[Natural-language object grounding data]
******************************

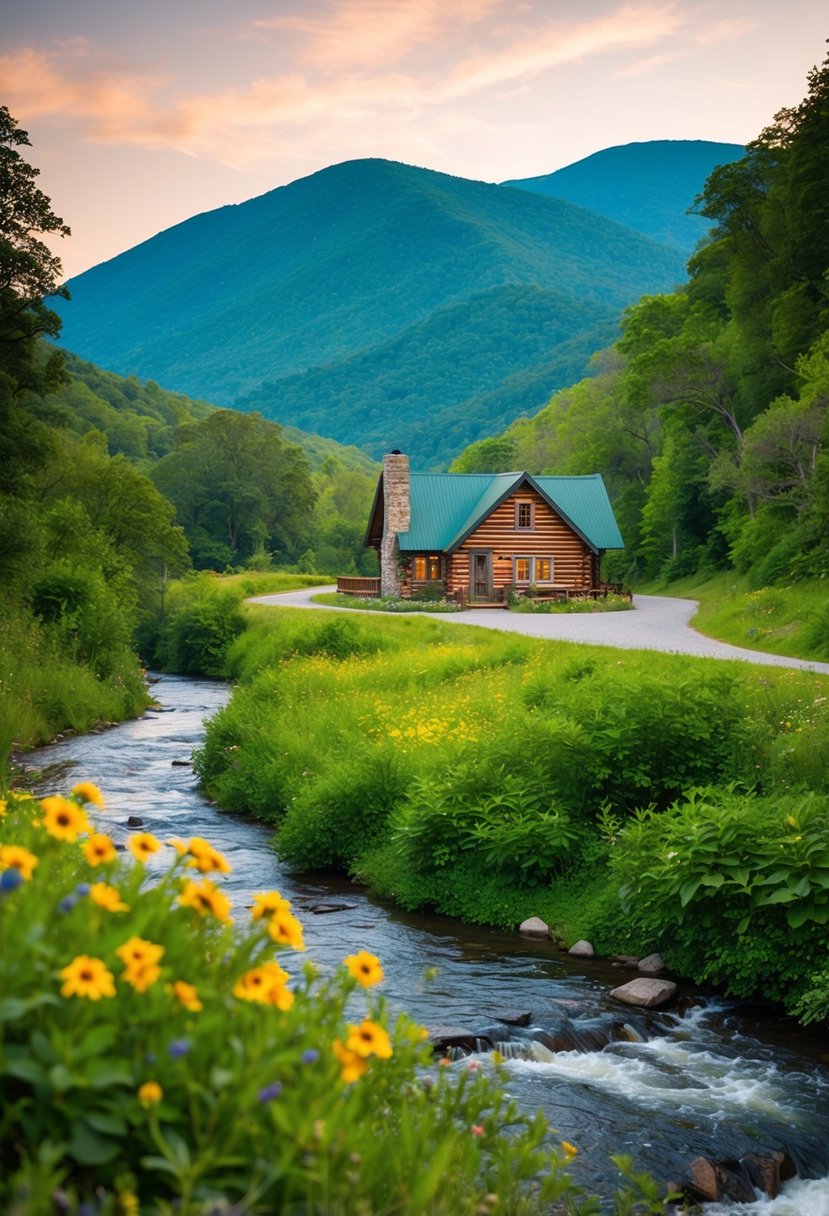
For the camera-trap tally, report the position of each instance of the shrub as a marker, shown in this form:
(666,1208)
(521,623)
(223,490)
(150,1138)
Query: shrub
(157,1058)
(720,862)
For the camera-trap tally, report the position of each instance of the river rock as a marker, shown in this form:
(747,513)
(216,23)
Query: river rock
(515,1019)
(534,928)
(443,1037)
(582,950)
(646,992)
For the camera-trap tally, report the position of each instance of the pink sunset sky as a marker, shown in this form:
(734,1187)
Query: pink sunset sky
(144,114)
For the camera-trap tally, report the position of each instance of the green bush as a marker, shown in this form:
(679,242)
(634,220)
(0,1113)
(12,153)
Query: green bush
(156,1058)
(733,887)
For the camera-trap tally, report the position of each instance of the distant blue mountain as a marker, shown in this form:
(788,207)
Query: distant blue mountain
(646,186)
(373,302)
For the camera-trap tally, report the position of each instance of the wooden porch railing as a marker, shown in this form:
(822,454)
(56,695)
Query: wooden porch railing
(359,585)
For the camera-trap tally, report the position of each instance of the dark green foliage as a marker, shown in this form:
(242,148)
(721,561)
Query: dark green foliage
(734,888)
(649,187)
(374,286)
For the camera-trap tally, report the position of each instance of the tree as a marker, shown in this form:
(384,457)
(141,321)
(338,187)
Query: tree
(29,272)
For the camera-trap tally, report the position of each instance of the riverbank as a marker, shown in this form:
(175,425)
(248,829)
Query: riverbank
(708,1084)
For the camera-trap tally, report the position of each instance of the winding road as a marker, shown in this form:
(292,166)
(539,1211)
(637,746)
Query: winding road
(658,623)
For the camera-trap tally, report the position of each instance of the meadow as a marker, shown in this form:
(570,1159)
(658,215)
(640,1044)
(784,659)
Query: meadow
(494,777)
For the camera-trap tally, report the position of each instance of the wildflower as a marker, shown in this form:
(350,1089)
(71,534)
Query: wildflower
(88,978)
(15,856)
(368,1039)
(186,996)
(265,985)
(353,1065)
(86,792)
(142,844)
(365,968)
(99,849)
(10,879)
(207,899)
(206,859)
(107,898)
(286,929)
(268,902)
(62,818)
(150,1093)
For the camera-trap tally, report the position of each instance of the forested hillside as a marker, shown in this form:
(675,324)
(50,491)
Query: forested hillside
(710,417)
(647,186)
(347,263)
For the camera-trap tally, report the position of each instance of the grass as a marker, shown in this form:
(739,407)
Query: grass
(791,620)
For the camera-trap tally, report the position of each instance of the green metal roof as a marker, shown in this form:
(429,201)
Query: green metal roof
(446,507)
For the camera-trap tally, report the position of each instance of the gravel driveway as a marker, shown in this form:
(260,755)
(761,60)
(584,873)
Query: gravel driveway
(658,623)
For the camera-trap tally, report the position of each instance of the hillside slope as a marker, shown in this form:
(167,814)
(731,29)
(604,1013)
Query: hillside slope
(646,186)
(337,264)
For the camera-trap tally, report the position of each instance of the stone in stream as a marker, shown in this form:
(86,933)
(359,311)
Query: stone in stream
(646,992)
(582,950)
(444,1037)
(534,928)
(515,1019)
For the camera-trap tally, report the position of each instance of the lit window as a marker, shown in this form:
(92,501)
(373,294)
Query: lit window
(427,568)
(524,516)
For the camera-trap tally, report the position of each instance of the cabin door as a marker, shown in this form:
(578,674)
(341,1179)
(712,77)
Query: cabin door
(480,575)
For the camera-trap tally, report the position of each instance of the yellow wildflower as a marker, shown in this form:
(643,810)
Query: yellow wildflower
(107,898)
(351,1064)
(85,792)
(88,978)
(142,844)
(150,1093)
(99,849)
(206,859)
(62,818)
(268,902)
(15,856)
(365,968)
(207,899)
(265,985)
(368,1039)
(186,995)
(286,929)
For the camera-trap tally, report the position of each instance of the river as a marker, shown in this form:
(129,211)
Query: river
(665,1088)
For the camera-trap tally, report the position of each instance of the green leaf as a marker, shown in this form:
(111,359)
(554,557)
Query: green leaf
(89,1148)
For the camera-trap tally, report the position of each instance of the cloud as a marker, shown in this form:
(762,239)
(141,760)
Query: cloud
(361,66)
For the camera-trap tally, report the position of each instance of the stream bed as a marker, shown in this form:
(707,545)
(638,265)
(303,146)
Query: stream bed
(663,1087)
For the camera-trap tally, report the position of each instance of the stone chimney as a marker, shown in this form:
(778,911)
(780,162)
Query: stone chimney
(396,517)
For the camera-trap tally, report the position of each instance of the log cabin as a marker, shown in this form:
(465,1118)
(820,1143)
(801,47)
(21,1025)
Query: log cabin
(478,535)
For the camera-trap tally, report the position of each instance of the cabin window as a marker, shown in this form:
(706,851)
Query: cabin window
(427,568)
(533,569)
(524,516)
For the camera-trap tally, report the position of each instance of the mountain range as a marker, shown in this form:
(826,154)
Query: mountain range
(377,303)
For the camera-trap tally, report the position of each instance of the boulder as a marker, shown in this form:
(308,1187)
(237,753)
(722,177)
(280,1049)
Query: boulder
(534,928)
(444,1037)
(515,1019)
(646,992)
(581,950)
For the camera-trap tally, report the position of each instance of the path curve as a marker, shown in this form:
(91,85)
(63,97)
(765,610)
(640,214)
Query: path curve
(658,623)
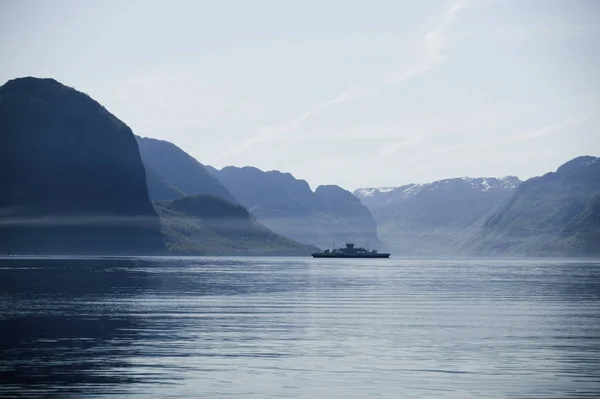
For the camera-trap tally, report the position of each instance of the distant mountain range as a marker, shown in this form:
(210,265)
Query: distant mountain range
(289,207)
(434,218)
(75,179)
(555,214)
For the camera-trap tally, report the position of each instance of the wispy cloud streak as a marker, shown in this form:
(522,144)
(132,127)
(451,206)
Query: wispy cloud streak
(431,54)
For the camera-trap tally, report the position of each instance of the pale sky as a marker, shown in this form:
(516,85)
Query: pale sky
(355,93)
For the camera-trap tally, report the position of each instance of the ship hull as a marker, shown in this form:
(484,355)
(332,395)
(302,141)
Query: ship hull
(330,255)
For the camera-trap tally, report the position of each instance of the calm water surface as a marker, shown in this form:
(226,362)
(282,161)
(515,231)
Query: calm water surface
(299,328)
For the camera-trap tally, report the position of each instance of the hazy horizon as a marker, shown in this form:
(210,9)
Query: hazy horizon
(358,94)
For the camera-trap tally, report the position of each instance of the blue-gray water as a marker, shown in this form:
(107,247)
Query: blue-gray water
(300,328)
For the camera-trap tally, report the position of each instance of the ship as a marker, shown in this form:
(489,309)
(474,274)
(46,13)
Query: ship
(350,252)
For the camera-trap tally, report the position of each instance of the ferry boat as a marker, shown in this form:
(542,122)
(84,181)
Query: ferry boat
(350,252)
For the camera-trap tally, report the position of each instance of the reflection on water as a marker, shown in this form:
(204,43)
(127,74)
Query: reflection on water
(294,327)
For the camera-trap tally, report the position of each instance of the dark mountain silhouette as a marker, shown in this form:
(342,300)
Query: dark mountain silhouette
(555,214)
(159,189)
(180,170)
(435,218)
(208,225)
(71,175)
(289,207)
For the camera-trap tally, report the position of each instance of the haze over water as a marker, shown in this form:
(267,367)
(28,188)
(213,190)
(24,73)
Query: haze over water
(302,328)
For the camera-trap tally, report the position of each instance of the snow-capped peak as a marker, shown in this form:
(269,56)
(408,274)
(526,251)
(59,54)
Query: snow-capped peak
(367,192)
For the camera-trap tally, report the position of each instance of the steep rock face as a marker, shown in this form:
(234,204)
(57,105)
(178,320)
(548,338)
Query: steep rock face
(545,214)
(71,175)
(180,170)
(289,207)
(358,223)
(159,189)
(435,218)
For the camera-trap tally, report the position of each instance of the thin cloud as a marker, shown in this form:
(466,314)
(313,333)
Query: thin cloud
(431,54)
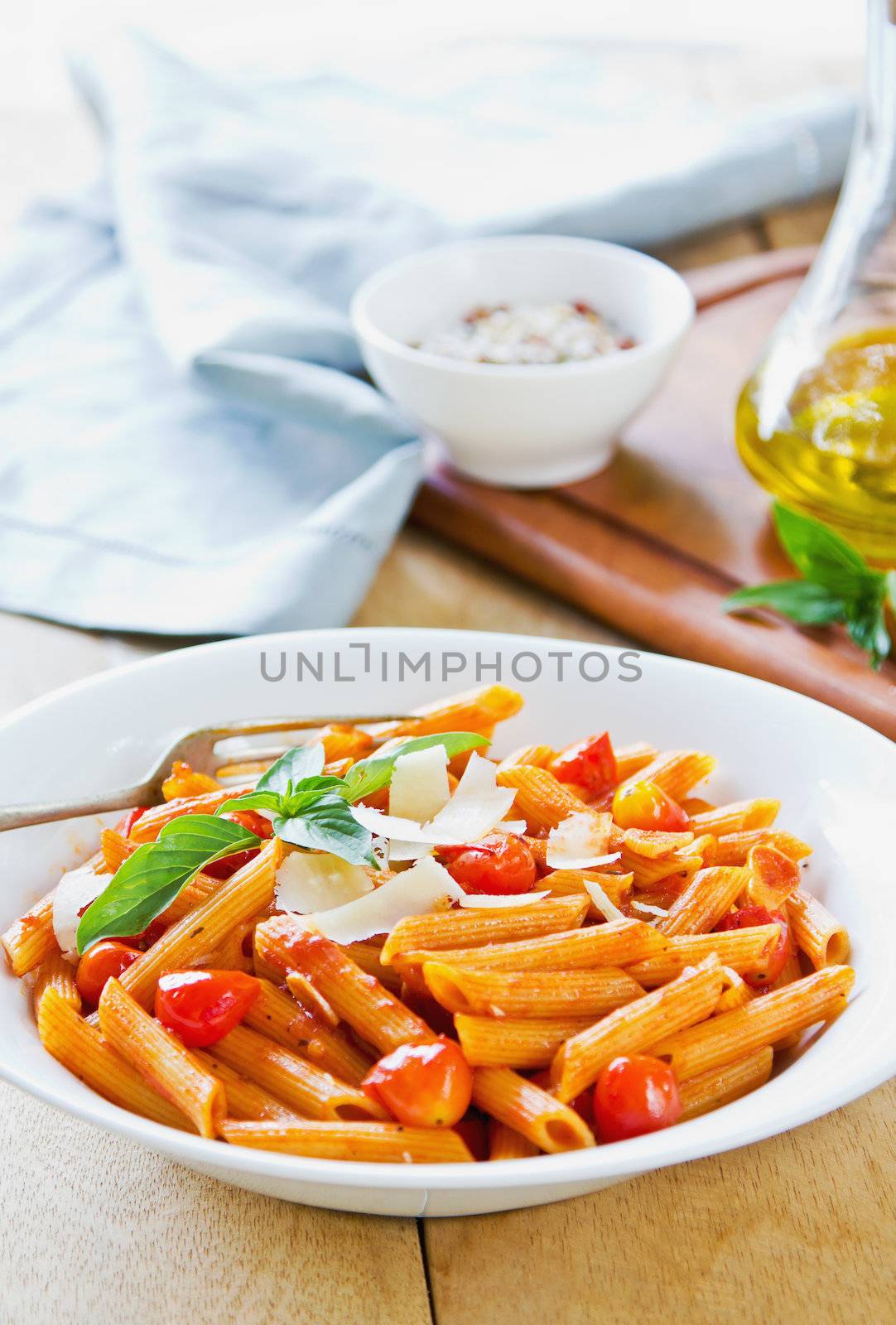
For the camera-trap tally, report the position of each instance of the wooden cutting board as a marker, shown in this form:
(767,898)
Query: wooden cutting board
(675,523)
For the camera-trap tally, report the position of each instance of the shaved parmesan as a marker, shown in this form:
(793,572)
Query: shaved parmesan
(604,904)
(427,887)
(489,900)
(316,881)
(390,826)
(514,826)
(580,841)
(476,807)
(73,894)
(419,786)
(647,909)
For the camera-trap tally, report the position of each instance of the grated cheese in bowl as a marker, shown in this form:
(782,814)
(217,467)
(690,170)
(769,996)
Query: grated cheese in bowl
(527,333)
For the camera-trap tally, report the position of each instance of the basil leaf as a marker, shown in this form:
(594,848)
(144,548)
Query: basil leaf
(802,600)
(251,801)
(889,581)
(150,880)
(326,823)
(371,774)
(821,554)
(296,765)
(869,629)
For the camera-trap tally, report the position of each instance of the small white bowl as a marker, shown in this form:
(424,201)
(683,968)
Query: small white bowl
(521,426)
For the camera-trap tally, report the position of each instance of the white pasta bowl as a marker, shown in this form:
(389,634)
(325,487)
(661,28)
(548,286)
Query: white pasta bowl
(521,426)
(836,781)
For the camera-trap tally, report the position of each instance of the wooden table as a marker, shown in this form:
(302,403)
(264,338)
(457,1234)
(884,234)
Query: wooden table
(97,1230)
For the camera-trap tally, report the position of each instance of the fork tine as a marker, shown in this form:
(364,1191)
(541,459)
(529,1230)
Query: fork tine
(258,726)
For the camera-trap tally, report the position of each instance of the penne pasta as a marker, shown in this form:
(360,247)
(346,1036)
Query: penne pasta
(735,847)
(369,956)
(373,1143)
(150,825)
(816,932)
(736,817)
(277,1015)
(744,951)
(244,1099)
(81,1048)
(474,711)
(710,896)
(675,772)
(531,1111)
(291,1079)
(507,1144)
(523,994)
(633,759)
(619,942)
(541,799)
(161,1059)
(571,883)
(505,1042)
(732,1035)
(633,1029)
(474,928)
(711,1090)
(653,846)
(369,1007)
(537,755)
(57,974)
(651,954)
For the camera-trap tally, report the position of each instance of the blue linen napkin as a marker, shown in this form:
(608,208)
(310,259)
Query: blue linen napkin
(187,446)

******************************

## TASK ITEM:
Could you return exactly the lines above from the line with "the river rock" to the line with "of the tree", both included, and nothing else?

## EXPECTED OUTPUT:
For the camera-trap tally, report the position of each instance of the river rock as a marker, shown in this form:
(747,513)
(216,23)
Query: river rock
(515,1019)
(534,928)
(443,1037)
(582,950)
(646,992)
For the camera-trap tally, report the position of each instance of the pink sunset sky as a marker, shown in this form:
(734,1187)
Query: pink sunset sky
(144,114)
For the camera-trap tally, report the position of each instance of the green bush as a marker, shown in this form:
(679,242)
(634,220)
(0,1113)
(12,153)
Query: green bush
(156,1058)
(733,887)
For the camera-trap tally, report the position of each instance of the distant blue mountain as a marker, shown in this form:
(788,207)
Query: distant blue mountain
(646,186)
(373,302)
For the camera-trap tally, report the position of each instance of the wooden porch railing as a marker, shown in this form:
(822,454)
(56,695)
Query: wooden porch railing
(359,585)
For the camera-trap tally, report the position of each instance of the dark green foliage as a marker, shown in this form:
(242,148)
(721,561)
Query: dark green foliage
(734,888)
(649,187)
(374,286)
For the camera-trap tally, report the position of each instance of the tree as a marker, shown in this form:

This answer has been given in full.